- Your objective:
Because only the text is wanted, repeat the records below exactly and omit the pictures.

(Data shown Opens)

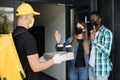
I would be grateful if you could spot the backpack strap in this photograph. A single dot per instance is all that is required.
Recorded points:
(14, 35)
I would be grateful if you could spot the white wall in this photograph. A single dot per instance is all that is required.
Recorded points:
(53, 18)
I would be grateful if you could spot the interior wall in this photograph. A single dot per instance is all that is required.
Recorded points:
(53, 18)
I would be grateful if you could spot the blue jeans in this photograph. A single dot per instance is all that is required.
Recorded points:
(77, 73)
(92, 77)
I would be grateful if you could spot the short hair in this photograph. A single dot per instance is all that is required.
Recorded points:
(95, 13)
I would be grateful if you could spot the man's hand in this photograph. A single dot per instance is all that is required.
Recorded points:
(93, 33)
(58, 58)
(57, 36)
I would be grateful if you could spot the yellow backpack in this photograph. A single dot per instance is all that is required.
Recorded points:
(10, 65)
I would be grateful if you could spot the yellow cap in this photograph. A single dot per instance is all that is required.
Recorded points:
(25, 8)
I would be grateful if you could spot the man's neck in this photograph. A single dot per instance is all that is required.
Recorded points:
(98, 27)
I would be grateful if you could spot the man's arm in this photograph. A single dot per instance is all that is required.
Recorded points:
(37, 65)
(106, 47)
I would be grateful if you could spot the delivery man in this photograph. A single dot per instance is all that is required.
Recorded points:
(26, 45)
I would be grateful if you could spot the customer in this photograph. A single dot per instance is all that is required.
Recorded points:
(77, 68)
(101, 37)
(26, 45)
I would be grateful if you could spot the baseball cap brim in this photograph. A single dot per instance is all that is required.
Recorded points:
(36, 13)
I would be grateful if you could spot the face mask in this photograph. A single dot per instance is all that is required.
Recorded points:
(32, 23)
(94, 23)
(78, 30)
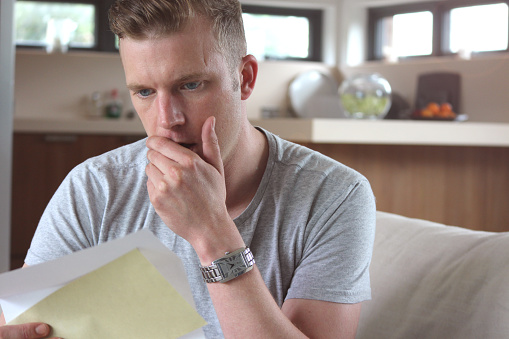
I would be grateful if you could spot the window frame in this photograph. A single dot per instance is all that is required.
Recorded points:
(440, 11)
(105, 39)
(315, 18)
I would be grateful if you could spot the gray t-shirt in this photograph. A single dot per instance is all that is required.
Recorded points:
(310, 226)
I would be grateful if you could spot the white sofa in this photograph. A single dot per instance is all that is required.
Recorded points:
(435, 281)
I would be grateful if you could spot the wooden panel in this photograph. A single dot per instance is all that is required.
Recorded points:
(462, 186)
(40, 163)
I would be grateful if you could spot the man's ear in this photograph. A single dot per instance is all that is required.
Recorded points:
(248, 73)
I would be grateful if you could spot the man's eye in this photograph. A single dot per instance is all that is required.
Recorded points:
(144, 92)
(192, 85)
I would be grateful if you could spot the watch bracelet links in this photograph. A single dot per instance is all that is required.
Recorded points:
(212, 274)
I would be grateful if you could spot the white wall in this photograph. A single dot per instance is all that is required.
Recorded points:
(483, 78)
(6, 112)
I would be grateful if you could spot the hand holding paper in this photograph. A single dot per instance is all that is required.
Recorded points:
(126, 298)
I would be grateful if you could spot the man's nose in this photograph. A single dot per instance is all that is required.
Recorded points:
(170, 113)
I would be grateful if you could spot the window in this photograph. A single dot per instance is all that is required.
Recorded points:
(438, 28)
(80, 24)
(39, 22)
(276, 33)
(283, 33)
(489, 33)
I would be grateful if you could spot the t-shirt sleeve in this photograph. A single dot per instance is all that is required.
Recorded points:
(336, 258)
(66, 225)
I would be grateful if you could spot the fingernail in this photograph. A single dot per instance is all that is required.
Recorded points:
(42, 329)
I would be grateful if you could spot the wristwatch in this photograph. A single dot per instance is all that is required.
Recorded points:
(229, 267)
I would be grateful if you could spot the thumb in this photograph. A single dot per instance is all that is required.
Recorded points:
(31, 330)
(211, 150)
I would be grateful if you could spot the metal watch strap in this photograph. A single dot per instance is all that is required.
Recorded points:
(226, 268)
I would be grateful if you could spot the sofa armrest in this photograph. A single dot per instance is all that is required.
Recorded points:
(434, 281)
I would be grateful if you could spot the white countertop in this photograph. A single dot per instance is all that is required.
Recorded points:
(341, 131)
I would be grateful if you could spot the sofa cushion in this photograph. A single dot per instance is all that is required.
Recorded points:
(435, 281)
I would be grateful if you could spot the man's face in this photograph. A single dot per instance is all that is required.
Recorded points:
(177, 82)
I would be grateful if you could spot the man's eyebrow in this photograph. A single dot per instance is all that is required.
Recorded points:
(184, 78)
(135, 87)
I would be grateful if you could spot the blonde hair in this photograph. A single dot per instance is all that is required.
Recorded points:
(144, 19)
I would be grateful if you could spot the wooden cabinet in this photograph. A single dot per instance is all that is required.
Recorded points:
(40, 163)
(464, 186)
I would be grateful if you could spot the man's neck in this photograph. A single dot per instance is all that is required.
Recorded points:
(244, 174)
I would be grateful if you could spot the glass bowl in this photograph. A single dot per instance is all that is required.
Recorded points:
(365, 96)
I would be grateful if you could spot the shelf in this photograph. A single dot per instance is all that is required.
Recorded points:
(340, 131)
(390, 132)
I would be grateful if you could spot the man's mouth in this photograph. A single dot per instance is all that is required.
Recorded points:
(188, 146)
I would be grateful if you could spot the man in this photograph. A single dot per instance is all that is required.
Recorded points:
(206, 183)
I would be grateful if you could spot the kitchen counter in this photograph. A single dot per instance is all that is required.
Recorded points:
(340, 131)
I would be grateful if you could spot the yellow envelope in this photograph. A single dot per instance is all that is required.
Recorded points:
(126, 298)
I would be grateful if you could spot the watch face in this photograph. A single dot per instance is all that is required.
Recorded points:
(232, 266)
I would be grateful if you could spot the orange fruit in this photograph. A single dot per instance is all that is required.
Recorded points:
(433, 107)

(Data shown Closes)

- Result:
I would be grateful if you could spot the backpack strap in this photograph. A single dot per instance is all that is required.
Recorded points:
(14, 35)
I would be grateful if you could spot the white wall in this photograph. A single dot per instance is all that is required.
Recorded points:
(53, 18)
I would be grateful if you could spot the interior wall in this photograph. A single dot per instance is all that is required.
Recorded points:
(53, 18)
I would be grateful if you could spot the blue jeans in this photograph. A single dot per instance is all that is required.
Recorded points:
(77, 73)
(92, 77)
I would be grateful if you could spot the short hair in this photograph. A single dot per instance is all that is required.
Recorded points:
(95, 13)
I would be grateful if you could spot the man's hand in this photograph. A single dot per instance is all that is required.
Recorded points:
(93, 33)
(58, 58)
(57, 36)
I would be grateful if you could spot the yellow backpack in this photograph. A single dot per instance is all that is required.
Recorded points:
(10, 65)
I would be grateful if you could spot the yellow cap in this photograph. A single dot per instance is all that is required.
Recorded points:
(25, 8)
I would be grateful if you could spot the man's neck in this photograph. A single dot per instance is all that is required.
Recorded points:
(98, 27)
I would be grateful if you could spot the man's arm in this photograph. A single dot per instance is all that is required.
Recorded points:
(37, 65)
(106, 47)
I would be grateful if you could spot the delivery man in this photograph. A single dot per instance is all that is required.
Recorded points:
(26, 45)
I would be grateful if you could spot the customer in this photograph. A single dot per instance is all that is required.
Recorded points:
(77, 68)
(101, 37)
(26, 45)
I would be grateful if you could spot the baseball cap brim in this photograph. A single dot per instance is all that is required.
Recorded points:
(36, 13)
I would be grateful if you could spot the face mask in this photograph. A single dot per instance is all that is required.
Recorded points:
(32, 23)
(94, 23)
(78, 30)
I would be grateful if you could spot the window frame in this photograph. A single dot per instance is all that is required.
Recorded points:
(440, 11)
(105, 39)
(315, 18)
I would be grateful if you could spot the gray t-shirt in this photograph. A single dot per instance is all that is required.
Recorded points:
(310, 226)
I would be grateful if you could spot the white sofa in this photograph. A single dot per instance is all that is required.
Recorded points:
(435, 281)
I would be grateful if you could spot the wooden panel in this photograph. A single dot per instance is all that is required.
Recorded points:
(462, 186)
(40, 163)
I would be grateful if you could spot the man's ear in this photograph. A single dot per instance is all that is required.
Recorded points:
(248, 73)
I would be grateful if you could spot the man's eye in this photograph. A single dot per instance is all that is required.
Recorded points:
(144, 92)
(192, 85)
I would be grateful if you could spot the watch bracelet links in this photograph. A single dot per instance is all that is required.
Recorded points:
(212, 274)
I would be grateful if you could spot the white wall in this photograph. A single dot per instance is all that is required.
Recorded points:
(483, 78)
(6, 112)
I would be grateful if you could spot the hand holding paper in this photograph. A single dot per instance is all that is required.
Recorded points:
(126, 298)
I would be grateful if you could spot the man's nose in this photograph. A single dot per instance is all that is required.
Recorded points:
(170, 113)
I would be grateful if you could spot the window in this photograph. A single dot per instance is all that is required.
Recorded points:
(438, 28)
(80, 24)
(39, 22)
(276, 33)
(283, 33)
(489, 33)
I would be grateful if you could spot the t-shirt sleeve in this photograph. A single dot per instance is all that is required.
Recorded points:
(336, 258)
(66, 225)
I would be grateful if you could spot the fingernail in this photograph. A single dot per instance is all that is required.
Recorded points:
(42, 329)
I would be grateful if you could spot the wristwatch in this photograph. A single dot per instance is all that is required.
Recorded points:
(229, 267)
I would be grateful if you could spot the thumb in this photograph. A single dot per instance is all that is required.
Recorded points:
(31, 330)
(211, 150)
I would be grateful if you could spot the metal watch strap in this photograph. A single dot per instance is all that is required.
Recorded points:
(226, 268)
I would be grateful if you could spot the sofa armrest in this photograph. A single dot per instance is all that is required.
Recorded points:
(434, 281)
I would be grateful if you could spot the white countertop in this photograph. A single dot per instance is all that is required.
Recorded points:
(341, 131)
I would be grateful if you could spot the sofa cushion in this photograph. A single dot per instance is all that is required.
Recorded points:
(435, 281)
I would be grateful if you could spot the man's face in this photograph. A single dot per instance is all that is required.
Recorded points:
(177, 82)
I would be grateful if you could spot the man's eyebrow in this photograph. A single dot per instance is all that is required.
Recorded points:
(184, 78)
(135, 87)
I would be grateful if you could spot the blonde hair in this photograph. A single dot per instance is all that is required.
Recorded points:
(144, 19)
I would be grateful if you could spot the wooden cabinet in this photograph. A single dot per instance is all that is required.
Recorded points:
(40, 163)
(464, 186)
I would be grateful if you could spot the man's neck in this photograph. A single dot per instance is all that is required.
Recorded points:
(244, 174)
I would be grateful if you could spot the glass bowl in this photograph. A single dot per instance is all that is required.
Recorded points:
(365, 96)
I would be grateful if you could spot the shelf in this photograph. A single dot per instance is all that is required.
Recorded points:
(340, 131)
(390, 132)
I would be grateful if you could spot the man's mouth in this photograph. A single dot per instance is all that is required.
Recorded points:
(188, 146)
I would be grateful if you could spot the man in this photograph. A single dot per instance is all that is required.
Recorded points:
(206, 183)
I would be grateful if you could spot the kitchen counter in this photograph. A single dot per instance is all that is required.
Recorded points:
(340, 131)
I would be grateful if you could spot the yellow envelope in this photograph. A single dot per instance is all that is required.
Recorded points:
(126, 298)
I would be grateful if you could spot the watch face in this photograph. A single dot per instance is all that is required.
Recorded points:
(232, 266)
I would be grateful if you could spot the orange fruit in this photograph. A single dot per instance is all that is required.
Recorded points:
(433, 107)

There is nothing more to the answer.